■ Kutipan Bacaan
══════
Syekh Izzuddin dan Perdagangan Khamer di Mesir


Pada suatu Hari Raya, keluarlah rombongan raja menelusuri jalanan Kairo, sedangkan rakyat berjajar di kanan-kiri jalan. Pedang-pedang terhunus, para punggawa berbaris di depan raja dengan wibawa dan kemegahan. Di sini, berdirilah al-Izz bin Abdussalam dan berkata, “Wahai Ayub!”

Begitulah ia memanggil nama Ayub tanpa gelar. Ayub, raja diktator dan kuat itu pun menoleh untuk melihat siapakah orang yang menyapa dirinya dengan memanggil nama terangnya, tanpa awalan dan tanpa gelar.

Al-Izz pun berkata kepadanya, “Apakah alasan yang akan engkau katakan di hadapan Allah kelak ketika Dia bertanya: ‘Bukankah Aku telah berikan kepadamu takhta Mesir, lalu engkau izinkan penjualan khamer?”
══════
Cuplikan dataset penunjukan
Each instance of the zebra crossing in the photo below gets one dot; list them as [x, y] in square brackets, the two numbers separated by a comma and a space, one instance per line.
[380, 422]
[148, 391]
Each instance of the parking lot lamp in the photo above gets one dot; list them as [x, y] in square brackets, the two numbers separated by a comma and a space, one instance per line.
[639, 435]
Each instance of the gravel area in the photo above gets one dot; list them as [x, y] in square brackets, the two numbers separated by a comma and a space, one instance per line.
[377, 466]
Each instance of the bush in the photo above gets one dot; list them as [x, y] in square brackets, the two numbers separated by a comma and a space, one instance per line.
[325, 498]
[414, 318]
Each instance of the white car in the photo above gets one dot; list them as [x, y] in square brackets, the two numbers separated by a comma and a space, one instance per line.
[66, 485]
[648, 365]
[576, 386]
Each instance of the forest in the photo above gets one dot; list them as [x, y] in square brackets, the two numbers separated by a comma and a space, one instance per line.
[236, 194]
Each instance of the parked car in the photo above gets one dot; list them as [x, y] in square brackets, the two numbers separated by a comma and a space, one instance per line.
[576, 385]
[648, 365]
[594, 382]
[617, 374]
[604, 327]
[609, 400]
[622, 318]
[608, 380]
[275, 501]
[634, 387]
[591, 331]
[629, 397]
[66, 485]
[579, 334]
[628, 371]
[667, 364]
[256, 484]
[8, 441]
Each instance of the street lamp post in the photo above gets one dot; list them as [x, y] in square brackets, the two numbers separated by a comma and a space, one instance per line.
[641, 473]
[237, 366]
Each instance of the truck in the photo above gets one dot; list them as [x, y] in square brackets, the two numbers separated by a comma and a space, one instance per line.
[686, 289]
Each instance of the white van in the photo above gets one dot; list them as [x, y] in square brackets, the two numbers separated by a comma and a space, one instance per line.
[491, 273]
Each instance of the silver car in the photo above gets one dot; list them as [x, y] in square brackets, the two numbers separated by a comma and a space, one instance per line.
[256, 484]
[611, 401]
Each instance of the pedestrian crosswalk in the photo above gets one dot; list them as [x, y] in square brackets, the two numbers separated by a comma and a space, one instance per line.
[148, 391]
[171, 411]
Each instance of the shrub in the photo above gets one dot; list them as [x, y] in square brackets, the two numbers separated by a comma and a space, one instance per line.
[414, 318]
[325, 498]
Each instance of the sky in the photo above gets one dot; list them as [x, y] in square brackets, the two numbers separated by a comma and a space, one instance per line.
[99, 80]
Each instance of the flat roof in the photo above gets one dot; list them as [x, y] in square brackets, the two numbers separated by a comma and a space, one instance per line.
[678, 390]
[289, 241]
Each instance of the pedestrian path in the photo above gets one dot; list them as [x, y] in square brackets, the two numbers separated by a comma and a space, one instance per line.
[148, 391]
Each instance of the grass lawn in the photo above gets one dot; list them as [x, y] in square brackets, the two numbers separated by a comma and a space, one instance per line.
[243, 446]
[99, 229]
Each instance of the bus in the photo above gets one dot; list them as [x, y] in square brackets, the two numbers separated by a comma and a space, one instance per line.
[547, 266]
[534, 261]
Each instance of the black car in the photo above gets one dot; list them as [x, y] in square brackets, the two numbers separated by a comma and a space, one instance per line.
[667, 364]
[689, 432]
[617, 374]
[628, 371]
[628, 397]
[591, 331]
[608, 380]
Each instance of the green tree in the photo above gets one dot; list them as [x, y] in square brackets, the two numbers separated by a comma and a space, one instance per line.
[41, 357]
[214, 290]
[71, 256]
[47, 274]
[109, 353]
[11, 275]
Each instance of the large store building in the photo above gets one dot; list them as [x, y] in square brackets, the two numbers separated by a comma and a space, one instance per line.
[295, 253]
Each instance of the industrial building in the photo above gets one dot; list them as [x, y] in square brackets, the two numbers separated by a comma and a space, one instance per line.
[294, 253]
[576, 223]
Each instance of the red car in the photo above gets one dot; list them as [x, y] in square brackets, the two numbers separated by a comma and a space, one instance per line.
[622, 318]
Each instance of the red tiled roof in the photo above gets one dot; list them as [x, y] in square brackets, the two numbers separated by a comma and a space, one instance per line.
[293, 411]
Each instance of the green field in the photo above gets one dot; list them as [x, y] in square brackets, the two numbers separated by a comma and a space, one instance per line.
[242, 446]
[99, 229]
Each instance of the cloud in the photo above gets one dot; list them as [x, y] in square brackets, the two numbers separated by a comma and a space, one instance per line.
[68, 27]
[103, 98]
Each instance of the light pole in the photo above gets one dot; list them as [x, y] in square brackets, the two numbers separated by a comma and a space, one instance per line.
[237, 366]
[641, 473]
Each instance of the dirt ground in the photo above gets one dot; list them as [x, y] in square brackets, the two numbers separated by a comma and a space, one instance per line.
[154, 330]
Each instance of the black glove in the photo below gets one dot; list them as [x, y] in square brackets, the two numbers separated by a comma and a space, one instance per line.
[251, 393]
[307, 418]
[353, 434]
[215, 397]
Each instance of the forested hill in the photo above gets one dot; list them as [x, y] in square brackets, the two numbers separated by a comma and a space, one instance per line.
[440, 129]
══════
■ Arahan Tugas
- 1) Dalam kutipan tentang Syekh Izzuddin, dengan seruan apa al-Izz bin Abdussalam menyapa raja?
- 2) Cetak bagian kutipan tentang Syekh Izzuddin mulai dari "Pada suatu Hari" hingga "dan tanpa gelar.", tanpa mengubah satu kata pun.
Catatan-catatan di atas tidak berhubungan dengan kutipan.

■ Jawaban per Tugas
- 1) Ia berseru "Wahai Ayub!", yaitu memanggil nama Ayub tanpa gelar.

- 2)
Pada suatu Hari Raya, keluarlah rombongan raja menelusuri jalanan Kairo, sedangkan rakyat berjajar di kanan-kiri jalan. Pedang-pedang terhunus, para punggawa berbaris di depan raja dengan wibawa dan kemegahan. Di sini, berdirilah al-Izz bin Abdussalam dan berkata, “Wahai Ayub!”

Begitulah ia memanggil nama Ayub tanpa gelar. Ayub, raja diktator dan kuat itu pun menoleh untuk melihat siapakah orang yang menyapa dirinya dengan memanggil nama terangnya, tanpa awalan dan tanpa gelar.